- Task goal:
Reproduce the listing below line for line, without changing a word. Omit the pictures.

- Data rows:
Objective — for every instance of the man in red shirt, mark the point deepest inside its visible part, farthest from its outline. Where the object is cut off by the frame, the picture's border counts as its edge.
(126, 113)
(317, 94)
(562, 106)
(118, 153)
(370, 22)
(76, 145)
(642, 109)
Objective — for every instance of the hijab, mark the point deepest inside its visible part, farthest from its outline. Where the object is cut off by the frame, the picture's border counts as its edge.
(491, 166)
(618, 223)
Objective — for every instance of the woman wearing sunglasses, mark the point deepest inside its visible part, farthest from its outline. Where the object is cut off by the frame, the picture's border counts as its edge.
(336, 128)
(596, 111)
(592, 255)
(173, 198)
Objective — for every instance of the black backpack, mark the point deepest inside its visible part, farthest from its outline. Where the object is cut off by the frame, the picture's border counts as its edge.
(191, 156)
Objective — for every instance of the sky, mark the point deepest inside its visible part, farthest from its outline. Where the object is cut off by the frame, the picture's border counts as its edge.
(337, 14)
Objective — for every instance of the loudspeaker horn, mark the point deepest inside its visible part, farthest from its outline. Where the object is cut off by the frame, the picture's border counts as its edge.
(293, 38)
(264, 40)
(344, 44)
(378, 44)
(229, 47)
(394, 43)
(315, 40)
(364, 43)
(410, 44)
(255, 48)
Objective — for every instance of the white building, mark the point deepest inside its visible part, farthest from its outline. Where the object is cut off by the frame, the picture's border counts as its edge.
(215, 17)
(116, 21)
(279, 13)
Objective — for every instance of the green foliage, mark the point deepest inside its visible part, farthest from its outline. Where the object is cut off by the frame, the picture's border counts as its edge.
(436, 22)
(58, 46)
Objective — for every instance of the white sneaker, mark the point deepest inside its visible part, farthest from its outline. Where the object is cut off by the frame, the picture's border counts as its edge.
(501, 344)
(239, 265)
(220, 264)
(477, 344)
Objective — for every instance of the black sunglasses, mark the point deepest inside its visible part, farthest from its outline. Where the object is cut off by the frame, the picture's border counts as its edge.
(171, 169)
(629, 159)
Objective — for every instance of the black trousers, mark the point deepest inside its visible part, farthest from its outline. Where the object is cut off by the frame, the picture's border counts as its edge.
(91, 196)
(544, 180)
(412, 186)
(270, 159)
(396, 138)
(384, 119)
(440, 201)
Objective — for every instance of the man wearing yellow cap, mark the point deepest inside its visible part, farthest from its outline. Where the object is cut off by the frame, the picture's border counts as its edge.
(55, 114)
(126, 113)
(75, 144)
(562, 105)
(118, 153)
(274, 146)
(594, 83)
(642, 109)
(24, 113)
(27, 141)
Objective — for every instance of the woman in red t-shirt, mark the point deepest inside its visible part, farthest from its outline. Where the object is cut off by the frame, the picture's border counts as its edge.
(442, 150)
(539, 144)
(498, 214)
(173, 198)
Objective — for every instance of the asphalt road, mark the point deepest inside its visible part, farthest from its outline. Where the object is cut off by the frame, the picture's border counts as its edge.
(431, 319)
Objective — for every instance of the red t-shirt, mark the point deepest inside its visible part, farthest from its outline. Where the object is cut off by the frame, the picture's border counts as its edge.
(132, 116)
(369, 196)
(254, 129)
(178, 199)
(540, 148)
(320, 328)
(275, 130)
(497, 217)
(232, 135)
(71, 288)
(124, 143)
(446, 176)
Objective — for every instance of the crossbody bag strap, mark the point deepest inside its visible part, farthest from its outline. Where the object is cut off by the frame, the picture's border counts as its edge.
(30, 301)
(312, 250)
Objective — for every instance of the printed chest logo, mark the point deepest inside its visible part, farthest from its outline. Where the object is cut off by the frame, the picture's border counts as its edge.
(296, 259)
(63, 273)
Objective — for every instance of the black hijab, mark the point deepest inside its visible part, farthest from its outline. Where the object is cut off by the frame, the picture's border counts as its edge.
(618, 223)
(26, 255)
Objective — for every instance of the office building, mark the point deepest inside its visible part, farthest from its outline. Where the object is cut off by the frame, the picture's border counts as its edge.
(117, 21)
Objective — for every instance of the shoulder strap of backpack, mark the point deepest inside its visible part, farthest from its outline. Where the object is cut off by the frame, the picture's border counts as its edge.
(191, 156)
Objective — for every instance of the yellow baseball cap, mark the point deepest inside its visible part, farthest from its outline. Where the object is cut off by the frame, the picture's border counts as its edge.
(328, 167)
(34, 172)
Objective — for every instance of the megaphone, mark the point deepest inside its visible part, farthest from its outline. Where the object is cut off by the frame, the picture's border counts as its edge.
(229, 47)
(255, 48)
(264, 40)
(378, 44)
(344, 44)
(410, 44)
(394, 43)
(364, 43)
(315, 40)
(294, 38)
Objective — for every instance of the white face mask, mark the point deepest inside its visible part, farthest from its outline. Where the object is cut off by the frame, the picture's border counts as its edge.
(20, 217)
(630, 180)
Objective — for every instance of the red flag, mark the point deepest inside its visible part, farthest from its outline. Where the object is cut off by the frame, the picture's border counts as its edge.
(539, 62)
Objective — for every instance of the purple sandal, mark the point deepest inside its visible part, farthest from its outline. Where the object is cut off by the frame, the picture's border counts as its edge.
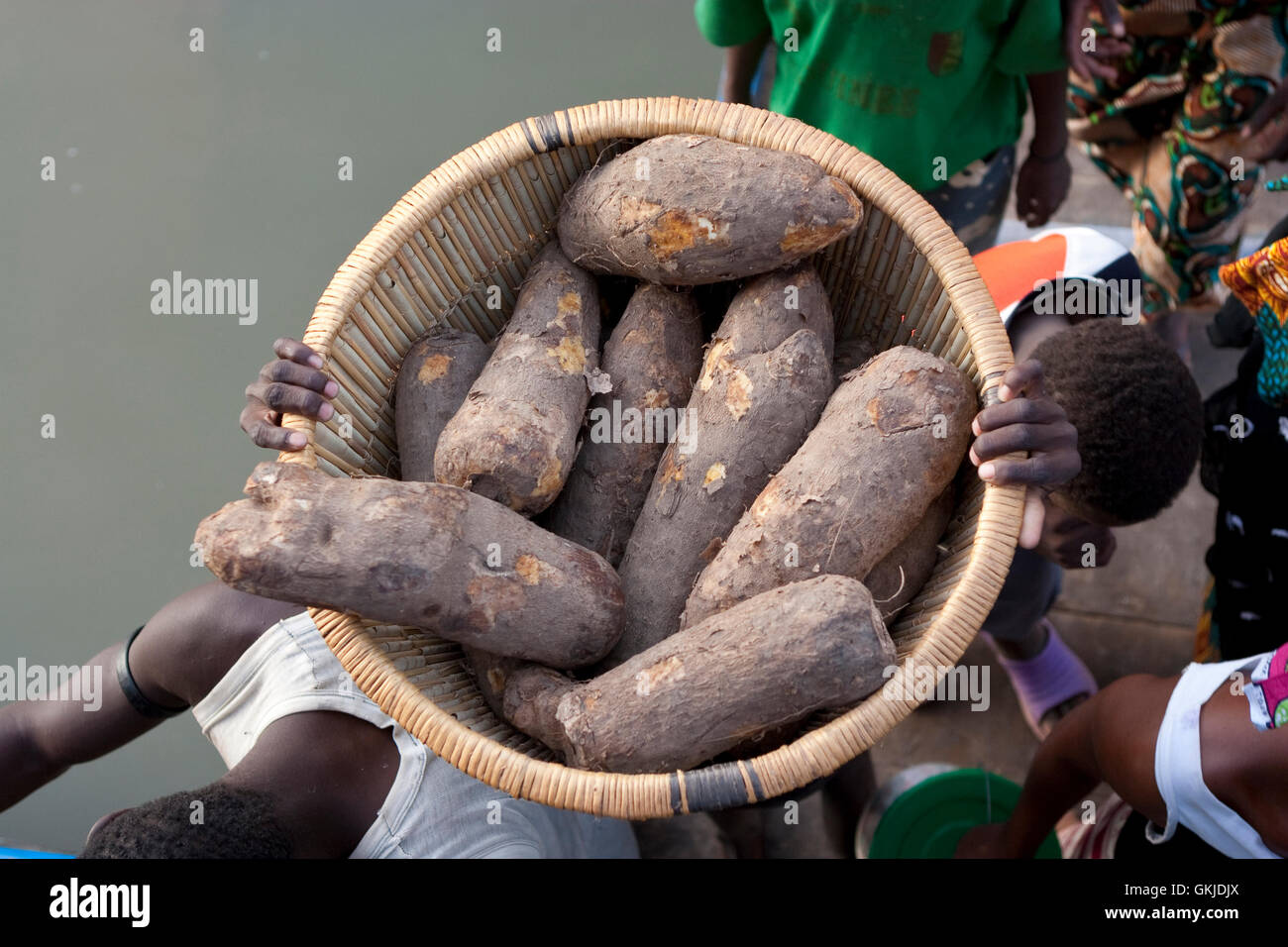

- The solution:
Objective — for every instance of the man in red shirt, mark the point deepest inside its visible part, farthest from its outline. Where the object is cut off by the frame, the picture's border counts as its edge.
(126, 113)
(317, 94)
(562, 106)
(118, 153)
(370, 22)
(76, 145)
(642, 109)
Objective — for every instance of the hijab, mark the point deepest inside its visible part, farthest from its outline. Where the object is cut off by the frame, the picture's border counts as its edge.
(491, 166)
(618, 223)
Objective — for every instance of the woman wearing sunglasses, mark the point deepest inside its visible part, farthest from its outline. Where the object is cut off by the frame, the picture's border counts as its edge.
(336, 128)
(596, 111)
(592, 255)
(173, 198)
Objective — for every instance of the black backpack, mark the point deepest inside its visible part, farthest from its outline. Where the object is cut off by the frame, the picture's border counts as its edge.
(191, 156)
Objective — for every instance of the sky, mark the point deepest inside its visible part, farthest from its outline. Where the object is cut off by the frame, the picture's border counts as its edge.
(337, 14)
Objective — for every instance of the loudspeaker horn, mark the point deepest inside its visible part, farthest from its outline. Where the object is cut off by the frame, the picture's border counts as its edge.
(293, 38)
(264, 40)
(344, 44)
(378, 44)
(229, 47)
(394, 43)
(315, 40)
(364, 43)
(410, 44)
(255, 48)
Objective — for every instance of the white building, mark the point deepest inside its visible part, farthest from its outline. Where the object is cut off by the frame, the picture's border counts as its edge.
(215, 17)
(116, 21)
(279, 13)
Objective — for every instance of the green foliage, mark the point deepest inside its visible part, farthest from its outline. Where the object is cut off by the frame, the picture's border counts as its edge.
(436, 22)
(58, 46)
Objective — for every instance of the white sneaker, mark the point deepest inside its visible part, farthest from its outline. Where the object is cut off by the frame, the picture's border counts as its edge.
(501, 344)
(239, 265)
(220, 264)
(477, 344)
Objective — for every instance of the black sunglasses, mark the point deepest inside its visible part, farthest from its outline. Where the object is cut off by the frame, the picture's border counts as its edge.
(171, 169)
(629, 159)
Objective — for every instance of the black trousers, mark the point deepest inside its visible part, farthest from its outline. Where the object is cut off by the frame, the picture's border counts as its edge.
(91, 196)
(544, 180)
(412, 186)
(270, 159)
(396, 138)
(384, 119)
(440, 201)
Objective — for every instance of the man wearing yellow cap, mark the point deepest inside its visible part, farthest from its outline. Where the object is cut off by the frame, the picture's border counts as its edge.
(55, 114)
(126, 113)
(75, 144)
(562, 105)
(118, 153)
(274, 146)
(594, 83)
(642, 109)
(24, 113)
(27, 141)
Objective — for every instance of the woman in red t-shirt, mark the point deepest inside its visible part, farthest from its outline. Where the object is cut off by the frame, the picture's border counts as its edge.
(442, 150)
(539, 144)
(498, 214)
(173, 198)
Objective — for every instance of the asphalt road, mark the point deepest inside its visible part, farthest from its outline. Where the object is cut off by the frame, the picture's border counts as its edge.
(431, 319)
Objective — for every instance of the red t-shirt, mark the point deepest inside its visible part, farthest from its outline. Where the object is cut off by the frame, the picture's border counts as its edge.
(132, 116)
(369, 196)
(254, 129)
(178, 199)
(540, 148)
(320, 328)
(275, 130)
(497, 217)
(232, 135)
(71, 288)
(124, 143)
(446, 176)
Objective — for every instance of the crossbody bag strap, mark the point deepest inside its visible part, farthest from its outline. Where the object is cut off by the frame, the picture's border counts as its edge.
(30, 301)
(312, 250)
Objective — for every instance of the printed chest logo, mark the point deepest inside its visible part, farthest from its outline. Where the object is cut off by the frame, the picture's border counts as its edge.
(296, 259)
(63, 273)
Objective — for every instance of the black hijab, mark the point deepest inside its visible part, farthest from its outline. Where the object is cut off by the frame, the picture's border counts as its edge.
(618, 223)
(26, 255)
Objective — for every instance of the office building, mark the point deepest inside its visible part, farthest from its outline. Where the object is cut off by the frame, the picture's border counts as its edge.
(117, 21)
Objective — for every instance of the shoulder strap of backpack, mark the point deepest inside its visible part, farthest from its outline. Where the object is cut off by the frame, the picture's border counts as its edge.
(191, 156)
Objective — for every instance of the yellow baseball cap, mark the point deepest inside its visible part, farthest from its outline. Where the object is cut off by the frame, the picture's border counts as its edge.
(328, 167)
(34, 172)
Objective — for every instance of the megaphone, mark the point deepest inside its visible part, farthest from its outline. Where the object is cut off by the frame, the picture's border counts as its edge.
(229, 47)
(255, 48)
(264, 40)
(378, 44)
(344, 44)
(410, 44)
(394, 43)
(364, 43)
(315, 40)
(294, 38)
Objective — for every instance of the white face mask, mark the point deepest inside its visible part, farthest from its outline. Where the object is cut off by the frame, the picture's border counts as its edge.
(20, 217)
(630, 180)
Objective — for every instance of the red flag, mark the point deepest inside its visible part, farthest from its outline. Where the object is cut off by the frame, the picture's border counts as its edge.
(539, 62)
Objective — for every instance of the purple sandal, mark the point deepest inside its visible part, farthest from its outline. Where the object is cut off by the frame, the picture's border counts as its edge.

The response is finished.